Dive into Diplo's Jamaican Paradise

Diplo, wearing a Brunello Cucinelli shirt, trousers, and shoes, and Jacques Marie Mage glasses, in his library with 1950s French armchairs in a Glant fabric and a speaker sculpture by Lucas Muñoz Muñoz. Fashion Styling by Van Van Alonso.
 
The DJ reveals his tropical compound, a bold celebration of the landscape and culture of Jamaica.
 
A side view of the structure suggests a deceptively vertical orientation. “This is a house that asks people to explore and wander. The views unfold as you ascend ever higher,” says Gia Wolff.
 
Given DIPLO’s PEnchant for genre-bending and -breaking, mixing, and remixing, the property reflects not so much a specific kind of music but Diplo’s approach to music and creativity in general.
 
With its three dominant notes of concrete, wood, and lush greenery, the house feels like a mash-up of its rainforest setting, the land reconfigured and refined in ways that parallel the sampling and refashioning that are hallmarks of the musician’s practice.
 
The rhythmic interplay of the artificial and the natural, the different pitches and textures of the various spaces, all offer a glimpse into Diplo’s dexterity as a songwriter and his intuitive grasp of what makes a project work.
 
The communal dining table was fabricated by Bildad DeLeon of Deleon Wood Works from a slab of Brazilian angelim pedra.
 
Jamaica has loomed large for Diplo as an artistic lodestar and haven of inspiration since the beginning of his career.
 
“For a little island, this country has had such a powerful cultural impact around the world. There’s magic here,” the musician insists.
Roughly 10 years ago, he took a leap of faith and purchased 50 acres of land on the northeast side of the island to create an ambitious, off-the-grid retreat for family and friends, far from the madding crowd.

+++

_Task instructions_.
1. Reproduce the part of the article on Diplo's Jamaican home running from "With its three" up to and including "Brazilian angelim pedra.".
2. According to the article on Diplo's Jamaican home, why does the property reflect Diplo's general approach to music and creativity rather than one specific kind of music? Answer in one to three sentences.
3. Carry the article on Diplo's Jamaican home further, starting after its final sentence.

+++

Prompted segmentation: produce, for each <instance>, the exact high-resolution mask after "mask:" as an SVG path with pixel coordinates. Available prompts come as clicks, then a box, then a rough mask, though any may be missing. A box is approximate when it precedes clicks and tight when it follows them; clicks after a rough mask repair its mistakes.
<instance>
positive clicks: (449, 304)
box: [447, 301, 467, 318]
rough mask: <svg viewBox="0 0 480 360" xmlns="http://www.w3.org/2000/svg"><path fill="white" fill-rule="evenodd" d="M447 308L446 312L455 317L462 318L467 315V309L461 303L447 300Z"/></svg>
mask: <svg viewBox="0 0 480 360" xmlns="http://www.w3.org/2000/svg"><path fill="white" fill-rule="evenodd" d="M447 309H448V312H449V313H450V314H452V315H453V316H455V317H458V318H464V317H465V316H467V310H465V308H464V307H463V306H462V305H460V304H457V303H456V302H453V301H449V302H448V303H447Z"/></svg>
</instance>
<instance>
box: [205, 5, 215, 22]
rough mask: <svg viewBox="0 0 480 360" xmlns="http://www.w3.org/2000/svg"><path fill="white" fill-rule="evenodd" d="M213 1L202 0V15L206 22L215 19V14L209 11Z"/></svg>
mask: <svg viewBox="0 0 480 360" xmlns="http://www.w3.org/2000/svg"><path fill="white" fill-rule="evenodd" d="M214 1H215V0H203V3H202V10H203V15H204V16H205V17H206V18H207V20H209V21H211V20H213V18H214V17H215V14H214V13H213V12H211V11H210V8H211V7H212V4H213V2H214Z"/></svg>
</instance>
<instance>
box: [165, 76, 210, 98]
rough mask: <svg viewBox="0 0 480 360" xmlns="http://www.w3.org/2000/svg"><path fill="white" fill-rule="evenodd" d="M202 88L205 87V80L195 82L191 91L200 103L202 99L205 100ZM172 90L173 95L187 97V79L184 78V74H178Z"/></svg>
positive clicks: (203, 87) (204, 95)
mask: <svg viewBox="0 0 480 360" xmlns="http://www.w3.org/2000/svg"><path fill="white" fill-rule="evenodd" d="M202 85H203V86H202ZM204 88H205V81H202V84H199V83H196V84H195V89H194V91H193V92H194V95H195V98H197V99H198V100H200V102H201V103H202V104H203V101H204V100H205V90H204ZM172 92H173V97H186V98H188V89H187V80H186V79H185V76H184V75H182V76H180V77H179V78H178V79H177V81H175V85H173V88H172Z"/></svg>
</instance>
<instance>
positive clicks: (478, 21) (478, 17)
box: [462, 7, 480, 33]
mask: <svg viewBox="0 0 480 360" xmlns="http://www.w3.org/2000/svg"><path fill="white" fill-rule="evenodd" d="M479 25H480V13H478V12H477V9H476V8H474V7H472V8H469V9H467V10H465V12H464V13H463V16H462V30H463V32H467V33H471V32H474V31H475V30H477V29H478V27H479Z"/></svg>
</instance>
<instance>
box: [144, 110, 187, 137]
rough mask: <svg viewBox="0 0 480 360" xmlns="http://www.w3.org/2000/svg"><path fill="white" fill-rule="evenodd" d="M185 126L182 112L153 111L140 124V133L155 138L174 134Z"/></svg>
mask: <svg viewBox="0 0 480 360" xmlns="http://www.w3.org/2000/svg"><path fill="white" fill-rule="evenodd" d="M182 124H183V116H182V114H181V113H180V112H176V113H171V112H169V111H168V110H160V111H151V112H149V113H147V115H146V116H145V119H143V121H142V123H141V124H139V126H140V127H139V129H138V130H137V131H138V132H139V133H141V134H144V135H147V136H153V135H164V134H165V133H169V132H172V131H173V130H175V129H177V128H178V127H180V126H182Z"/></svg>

+++

_Set of answers_.
1.
With its three dominant notes of concrete, wood, and lush greenery, the house feels like a mash-up of its rainforest setting, the land reconfigured and refined in ways that parallel the sampling and refashioning that are hallmarks of the musician’s practice.
 
The rhythmic interplay of the artificial and the natural, the different pitches and textures of the various spaces, all offer a glimpse into Diplo’s dexterity as a songwriter and his intuitive grasp of what makes a project work.
 
The communal dining table was fabricated by Bildad DeLeon of Deleon Wood Works from a slab of Brazilian angelim pedra.

2. The property reflects his overall approach because of his penchant for genre-bending and -breaking, mixing, and remixing. The house's concrete, wood, and greenery make it feel like a mash-up of its rainforest setting, reworking the land in ways that parallel the sampling and refashioning central to his music.

3.
Diplo, in Celine boots and carrying a Hermès bag, astride Rockabye, an 11-year-old American paint horse.
 
In 2023, he added a neighboring 12-acre plot to the compound. “It was a crazy place to build,” he confesses, citing the myriad challenges of construction, power, and access to the Edenic plot.
 
“This project was all about patience. There were so many ways that it could have failed, but we kept finding solutions. I thought that, if nothing else, at least I own a bunch of banana trees.”
 
The recording studio lounge is furnished with Stahl + Band chairs, a Casa Atica sofa, ping-pong, chess tables by Rasttro, and an Objet Vagabond cocktail table.
 
To tackle the herculean project, Diplo did what he does best—he assembled a team of inspired artists and artisans and set them to the task at hand. in this case, taming the jungle while still preserving its wildly exotic sense of place.
 
Looking beyond predictable boldface starchitects, he commissioned Lauren Crahan of the Brooklyn-based practice Freecell Architecture, a firm known for its experimental investigations of volumetric relationships and material tectonics. Architectural designer Gia Wolff, a frequent Freecell collaborator who focuses on the performative aspects of architecture and the reciprocal relationship between the user and the environment, was an integral part of the team.
 
Diplo tapped Sara Nataf, his longtime creative director, to outfit the home, ably abetted by Katelyn Hinden, Diplo’s indefatigable assistant and first lieutenant. “I had these four awesome women controlling my life, and I wouldn’t have it any other way. They get shit done,” he avers.
 
A sundeck with a wooden brise-soleil traverses both sides of the house while shading the communal dining area. Landscape design by Geoponika.
 
For her part, Crahan returns the compliment. “Wes,” as she calls Diplo, “was incredibly open to hearing our ideas, what excited us. His whole life is collaborating and fostering artists,” the architect says. Crahan and Wolff began their work by surveying the land with machete-wielding bushmen clearing paths. “The forest was a treasure chest, with hills, lowlands, grottoes, all manner of trees, and a variety of microclimates. A lot of our work was unpacking it and figuring out how to make connections between the landscape elements,” Wolff states.
 
After determining the precise locations for the main house and subsidiary structures (like the freestanding recording studio pavilion), the design team turned their attention to defining the organization of exterior and interior spaces based on the proportion and character of the individual rooms and volumes.
 
Handwoven pendant lights by Sara Efia Reddin hang above vintage French Mullca school chairs in the family kitchen.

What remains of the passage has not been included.